WORK TO DO
Reproduce all entries word for word.

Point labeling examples
=======

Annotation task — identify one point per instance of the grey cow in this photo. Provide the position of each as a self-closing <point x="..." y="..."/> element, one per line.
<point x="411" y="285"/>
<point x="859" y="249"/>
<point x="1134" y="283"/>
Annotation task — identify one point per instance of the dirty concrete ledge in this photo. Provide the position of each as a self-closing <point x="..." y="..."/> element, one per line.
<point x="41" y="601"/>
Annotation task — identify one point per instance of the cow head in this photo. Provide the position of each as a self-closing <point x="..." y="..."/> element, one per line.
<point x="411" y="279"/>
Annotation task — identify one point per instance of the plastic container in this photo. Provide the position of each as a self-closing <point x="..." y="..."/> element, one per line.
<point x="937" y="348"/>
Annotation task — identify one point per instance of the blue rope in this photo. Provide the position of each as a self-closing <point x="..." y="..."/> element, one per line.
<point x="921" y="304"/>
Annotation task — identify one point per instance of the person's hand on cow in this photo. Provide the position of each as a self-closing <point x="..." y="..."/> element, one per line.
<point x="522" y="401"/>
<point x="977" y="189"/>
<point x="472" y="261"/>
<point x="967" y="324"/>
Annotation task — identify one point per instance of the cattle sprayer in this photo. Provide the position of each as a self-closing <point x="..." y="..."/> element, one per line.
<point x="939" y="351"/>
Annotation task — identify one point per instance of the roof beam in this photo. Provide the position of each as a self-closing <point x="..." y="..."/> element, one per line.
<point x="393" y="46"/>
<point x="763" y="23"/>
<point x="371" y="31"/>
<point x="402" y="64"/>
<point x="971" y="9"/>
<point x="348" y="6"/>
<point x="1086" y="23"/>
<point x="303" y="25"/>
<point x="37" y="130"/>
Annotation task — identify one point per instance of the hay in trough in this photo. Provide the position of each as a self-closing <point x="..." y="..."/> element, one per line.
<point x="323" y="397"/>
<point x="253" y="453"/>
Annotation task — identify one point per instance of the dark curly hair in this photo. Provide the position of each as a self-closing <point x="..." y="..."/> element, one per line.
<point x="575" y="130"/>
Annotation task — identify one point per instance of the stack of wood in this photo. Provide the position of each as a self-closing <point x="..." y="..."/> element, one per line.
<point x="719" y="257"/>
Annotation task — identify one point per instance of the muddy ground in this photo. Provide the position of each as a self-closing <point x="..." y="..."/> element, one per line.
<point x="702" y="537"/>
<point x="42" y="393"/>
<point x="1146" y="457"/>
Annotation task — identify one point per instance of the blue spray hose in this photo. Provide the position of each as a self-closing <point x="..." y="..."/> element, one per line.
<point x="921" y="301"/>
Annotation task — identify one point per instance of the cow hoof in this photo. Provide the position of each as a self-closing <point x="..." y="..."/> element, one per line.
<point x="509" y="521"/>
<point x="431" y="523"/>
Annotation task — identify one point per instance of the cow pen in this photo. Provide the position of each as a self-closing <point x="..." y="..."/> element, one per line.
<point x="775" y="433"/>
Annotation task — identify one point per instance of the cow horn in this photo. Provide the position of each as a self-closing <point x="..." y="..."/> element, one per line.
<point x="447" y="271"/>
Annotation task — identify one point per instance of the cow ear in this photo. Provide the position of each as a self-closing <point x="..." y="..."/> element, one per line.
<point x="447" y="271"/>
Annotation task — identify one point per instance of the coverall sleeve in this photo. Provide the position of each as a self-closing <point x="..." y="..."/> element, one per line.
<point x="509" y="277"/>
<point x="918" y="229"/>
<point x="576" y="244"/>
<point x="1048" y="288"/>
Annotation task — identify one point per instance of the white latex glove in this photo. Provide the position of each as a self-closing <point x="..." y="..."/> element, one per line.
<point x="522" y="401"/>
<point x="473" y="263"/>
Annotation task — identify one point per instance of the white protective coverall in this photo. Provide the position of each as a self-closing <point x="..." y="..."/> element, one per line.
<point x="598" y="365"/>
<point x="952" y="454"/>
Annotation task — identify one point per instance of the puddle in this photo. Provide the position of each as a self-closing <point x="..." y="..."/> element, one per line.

=======

ANSWER BELOW
Annotation task — identify one point per instance of the grey cow in this photo. Provide the position of each as a self-closing <point x="..." y="..."/> element, one per line.
<point x="411" y="285"/>
<point x="859" y="249"/>
<point x="1134" y="283"/>
Annotation task — identify one point per instance of the dirty concrete ledge in this photo. Provide the position of each as a self-closing <point x="..." y="..."/> element, one per line.
<point x="41" y="601"/>
Annotation task — identify one point per instance of the cow head in this photo. Provide the position of each as a self-closing <point x="..." y="..."/> element, one per line.
<point x="411" y="279"/>
Annotation task — identify one point per instance of the plastic container in this photo. Provide the position of each as a self-closing <point x="..." y="..."/> element, one per line.
<point x="937" y="348"/>
Annotation task — identify one point per instance of the blue rope in this photo. Provide the position of each as a self-closing <point x="..." y="..."/> element, one per line.
<point x="921" y="304"/>
Annotation task — identify one point per instance of the person's hand on cow in this photo. Provide the position of each as a self-closing <point x="..." y="..."/> element, one per line.
<point x="522" y="401"/>
<point x="977" y="189"/>
<point x="472" y="261"/>
<point x="967" y="324"/>
Annotation task — identify one point per instance of the cattle sprayer in this photo. Provide the position of each as a self-closing <point x="..." y="..."/> element, one per line.
<point x="939" y="351"/>
Annotation task — identify one point per instance of the roof beam in this photo. Provide the position of each as a self-closing <point x="..." y="..."/> element, one per line.
<point x="393" y="46"/>
<point x="763" y="23"/>
<point x="371" y="31"/>
<point x="402" y="64"/>
<point x="971" y="9"/>
<point x="348" y="6"/>
<point x="1086" y="23"/>
<point x="303" y="25"/>
<point x="37" y="130"/>
Annotation task — identify one point per instance of the hay in trough in this photo. Provide the position of each as a self-closing <point x="..." y="..."/> element, one per line.
<point x="323" y="397"/>
<point x="253" y="453"/>
Annotation task — identify one point per instance of the dark curly hair in this photo. Provide the position of each as a self-closing <point x="..." y="..."/> element, one per line.
<point x="575" y="130"/>
Annotation task — identify one point per instance of the stack of wood in this photo. Provide the position of each as a self-closing <point x="..." y="..."/> element, one per line.
<point x="719" y="257"/>
Annotation task — identify one point per instance of the muddy ground in this photo. Provide the position of each as a self-closing <point x="..." y="..."/> element, one per line.
<point x="702" y="537"/>
<point x="42" y="393"/>
<point x="1146" y="457"/>
Annotation task — identify one point per instance of the blue spray hose in this photo. Provide the position of each as a self-closing <point x="..." y="..."/> element, one per line.
<point x="921" y="301"/>
Annotation task — identify one point per instance of the cow hoof in this photo. Provide the position of each as a self-closing <point x="..." y="..."/> element, one per line.
<point x="509" y="521"/>
<point x="431" y="523"/>
Annotation task — identify one point per instance of the cow pen in this photo. Provide the position of each as a self-closing <point x="..." y="..."/> element, one per line.
<point x="775" y="433"/>
Annotation task — identify one point per instance of the cow horn in this photo. Provide the position of each as a self-closing <point x="..." y="..."/> element, one per line.
<point x="447" y="271"/>
Annotation task — identify one point per instance of the cow ear in this photo. Provide the position of each as a self-closing <point x="..." y="..."/> element, one per line.
<point x="447" y="271"/>
Annotation task — identify one point per instance of the coverall sleeve in this photo. Provide the position of each as a self-closing <point x="..." y="..."/> element, one per line.
<point x="509" y="277"/>
<point x="918" y="229"/>
<point x="576" y="244"/>
<point x="1048" y="288"/>
Annotation task — identify one point per instance of the white latex glove in this photo. Provide the position of each as a self-closing <point x="..." y="..."/> element, one per line.
<point x="522" y="401"/>
<point x="473" y="263"/>
Annotation task — identify one point per instance of the white protective coverall in this photo. Provide the position of each as a self-closing <point x="..." y="..."/> element, one per line.
<point x="598" y="365"/>
<point x="952" y="454"/>
Annotation task — identify one point per instance of the puddle in this photo. Provide the position of each as a self-closing <point x="..." y="..."/> element, one per line.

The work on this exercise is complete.